• _TRECHO DO DOCUMENTO_
Outra condição em que fizemos a transfusão em pacientes sem comorbidade, com plaquetas abaixo de 10 mil, com presença de petéquia ou sangramentos. Nenhum desses pacientes recebeu tratamento com albumina humana. No tratamento da dengue, o mais importante é a hidratação venosa, instituindo 2/3 de soro fisiológico e 1/3 de soro glicosado, na manutenção com 60 a 80ml/kg/24h nos pacientes adultos.
Em relação ao diagnóstico, o protocolo é importante com solicitação de hemograma, VHS e transaminases. A leucopenia e VHS baixo-normal representam indício para diagnóstico da dengue. Na dosagem do antígeno NS1, o ideal é solicitar no terceiro ou quarto dia após o início dos sintomas. Em casos graves é de fundamental importância guardar soro colhido até o quinto dia para fazer a dosagem do PCR em casos de óbitos ou avaliação do sorotipo circulante. A sorologia (dosagem de anticorpos) só deve ser feita após o oitavo dia em relação ao início dos sintomas.

• _REGISTROS_
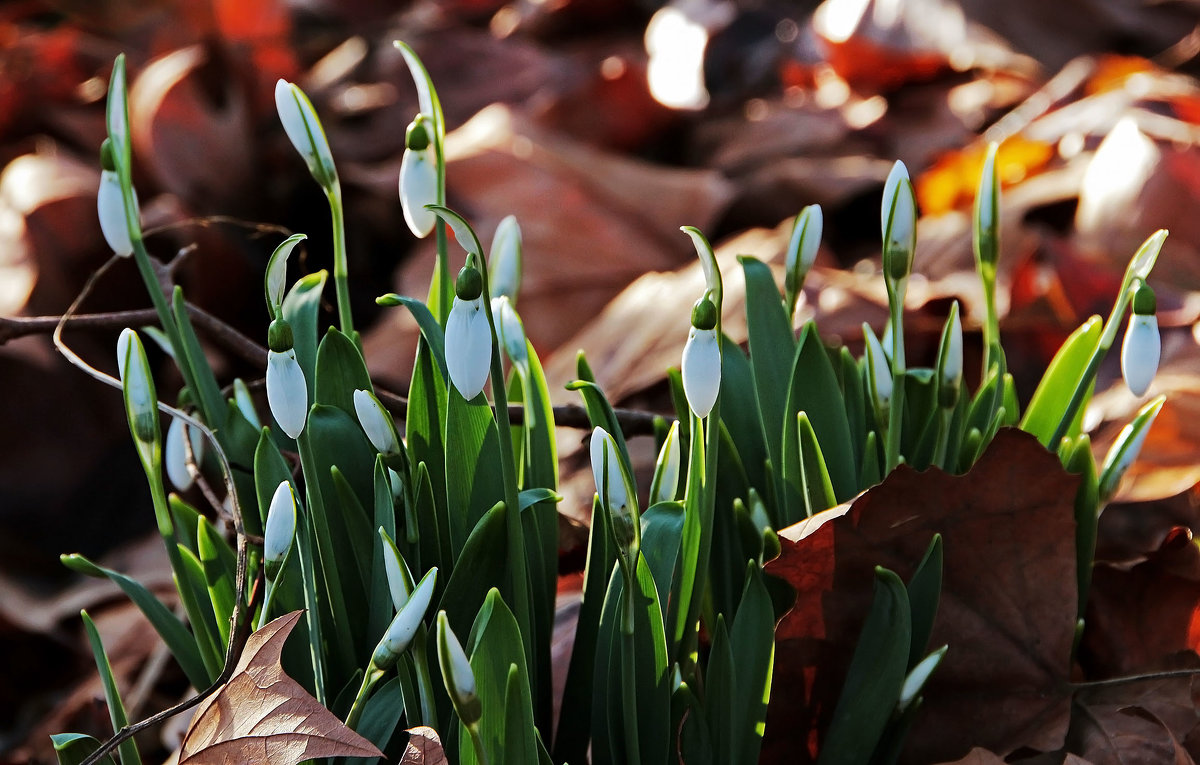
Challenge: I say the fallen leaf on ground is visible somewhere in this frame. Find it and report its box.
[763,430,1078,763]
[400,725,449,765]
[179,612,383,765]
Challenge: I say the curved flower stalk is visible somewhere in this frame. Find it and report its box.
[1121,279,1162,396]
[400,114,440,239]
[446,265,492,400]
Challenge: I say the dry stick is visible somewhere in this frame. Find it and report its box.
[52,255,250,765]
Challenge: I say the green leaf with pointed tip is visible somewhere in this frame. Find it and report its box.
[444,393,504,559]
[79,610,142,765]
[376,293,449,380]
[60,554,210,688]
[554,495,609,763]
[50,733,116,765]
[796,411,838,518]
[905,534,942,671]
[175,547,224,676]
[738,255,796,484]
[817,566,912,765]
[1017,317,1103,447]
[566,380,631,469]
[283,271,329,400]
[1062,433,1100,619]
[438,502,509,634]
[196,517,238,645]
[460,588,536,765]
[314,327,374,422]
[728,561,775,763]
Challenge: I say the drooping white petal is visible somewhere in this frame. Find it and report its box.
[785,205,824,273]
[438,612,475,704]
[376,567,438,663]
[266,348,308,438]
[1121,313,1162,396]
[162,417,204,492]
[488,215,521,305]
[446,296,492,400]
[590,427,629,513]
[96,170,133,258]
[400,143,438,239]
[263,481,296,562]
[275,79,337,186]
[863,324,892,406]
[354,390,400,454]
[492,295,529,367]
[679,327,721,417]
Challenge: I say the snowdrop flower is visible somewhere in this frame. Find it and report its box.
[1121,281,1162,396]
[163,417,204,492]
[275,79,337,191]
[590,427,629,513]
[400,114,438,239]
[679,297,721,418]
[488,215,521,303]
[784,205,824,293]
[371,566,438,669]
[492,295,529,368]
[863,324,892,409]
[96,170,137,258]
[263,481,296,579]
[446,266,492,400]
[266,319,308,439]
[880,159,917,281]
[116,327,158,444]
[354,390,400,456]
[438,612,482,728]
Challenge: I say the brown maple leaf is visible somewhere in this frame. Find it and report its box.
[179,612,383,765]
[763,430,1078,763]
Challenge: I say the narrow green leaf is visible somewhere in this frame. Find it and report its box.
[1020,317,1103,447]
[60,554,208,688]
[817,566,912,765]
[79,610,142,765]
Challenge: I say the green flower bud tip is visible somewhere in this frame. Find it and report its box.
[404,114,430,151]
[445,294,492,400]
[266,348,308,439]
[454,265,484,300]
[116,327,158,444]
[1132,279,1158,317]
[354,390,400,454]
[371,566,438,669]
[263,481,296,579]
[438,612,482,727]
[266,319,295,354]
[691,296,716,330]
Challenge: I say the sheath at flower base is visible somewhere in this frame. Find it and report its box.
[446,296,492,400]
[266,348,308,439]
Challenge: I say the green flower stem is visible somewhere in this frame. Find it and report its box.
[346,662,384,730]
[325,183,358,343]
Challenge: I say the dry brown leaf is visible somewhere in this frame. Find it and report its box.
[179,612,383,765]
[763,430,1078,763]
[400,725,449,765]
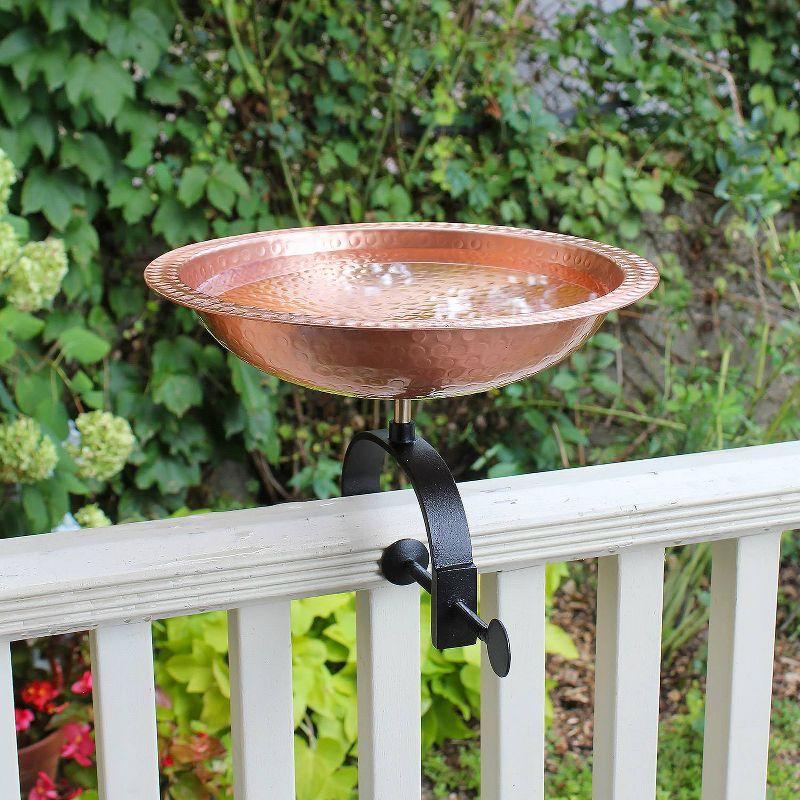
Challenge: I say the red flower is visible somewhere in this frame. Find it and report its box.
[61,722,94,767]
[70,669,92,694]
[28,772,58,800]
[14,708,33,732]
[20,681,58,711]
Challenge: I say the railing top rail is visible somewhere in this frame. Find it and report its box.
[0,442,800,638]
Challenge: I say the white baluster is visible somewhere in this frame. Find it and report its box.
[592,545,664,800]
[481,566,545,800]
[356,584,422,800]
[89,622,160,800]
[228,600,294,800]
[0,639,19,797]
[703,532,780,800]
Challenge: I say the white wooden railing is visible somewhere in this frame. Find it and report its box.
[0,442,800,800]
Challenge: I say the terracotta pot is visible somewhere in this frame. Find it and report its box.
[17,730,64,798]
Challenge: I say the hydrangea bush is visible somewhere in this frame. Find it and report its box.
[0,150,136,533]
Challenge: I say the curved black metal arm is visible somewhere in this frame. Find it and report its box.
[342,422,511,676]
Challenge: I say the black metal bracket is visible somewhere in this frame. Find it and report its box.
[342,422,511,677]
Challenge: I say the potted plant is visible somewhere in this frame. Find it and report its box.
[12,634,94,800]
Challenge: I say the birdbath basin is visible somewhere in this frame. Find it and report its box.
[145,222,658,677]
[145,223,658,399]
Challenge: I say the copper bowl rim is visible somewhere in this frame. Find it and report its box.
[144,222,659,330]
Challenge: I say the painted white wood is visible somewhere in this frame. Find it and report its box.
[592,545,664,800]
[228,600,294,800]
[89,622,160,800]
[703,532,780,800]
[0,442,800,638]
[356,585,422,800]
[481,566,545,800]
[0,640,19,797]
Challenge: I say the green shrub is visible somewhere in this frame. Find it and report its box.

• _AÇÕES NECESSÁRIAS_
A) Segundo o texto sobre a dengue, em que dias após o início dos sintomas o ideal é solicitar a dosagem do antígeno NS1?
B) Prossiga com o texto sobre o tratamento e o diagnóstico da dengue a partir da última frase apresentada.

• _RESPOSTAS ESCRITAS_
A) No terceiro ou quarto dia após o início dos sintomas.

B)
O Centro de Referência da Dengue é muito importante no diagnóstico e contribui para combater o vetor. É a seguinte a condição positiva do CRD: a centralização melhora a notificação. A informação do endereço dos pacientes é passada rapidamente para o setor de combate ao vetor. Vigilância epidemiológica permanente, diagnóstico preciso e precoce. Os pacientes ficam monitorados e, consequentemente, evitando mortes. A organização da assistência é primordial para adquirir melhor resultado dos pacientes com dengue, eficiência no diagnóstico diferencial que é bastante amplo.
Devido à infraestrutura em nosso país apresentar precariedade, temos dificuldade em combater o vetor por várias situações: baixa sincronia entre os municípios; alto índice de circulação populacional; subnotificação dos casos; erros no diagnóstico; não erradicação de focos no nosso município e localidades vizinhas; deficiência no saneamento básico; falta de planejamento urbano; tratamento de resíduos sólidos (lixo) inadequados; ausência no controle adequado do mosquito e deteriorização da infraestrutura de saúde pública. Além da identificação das áreas periféricas das grandes cidades, desemprego, violência e deficiência educacional.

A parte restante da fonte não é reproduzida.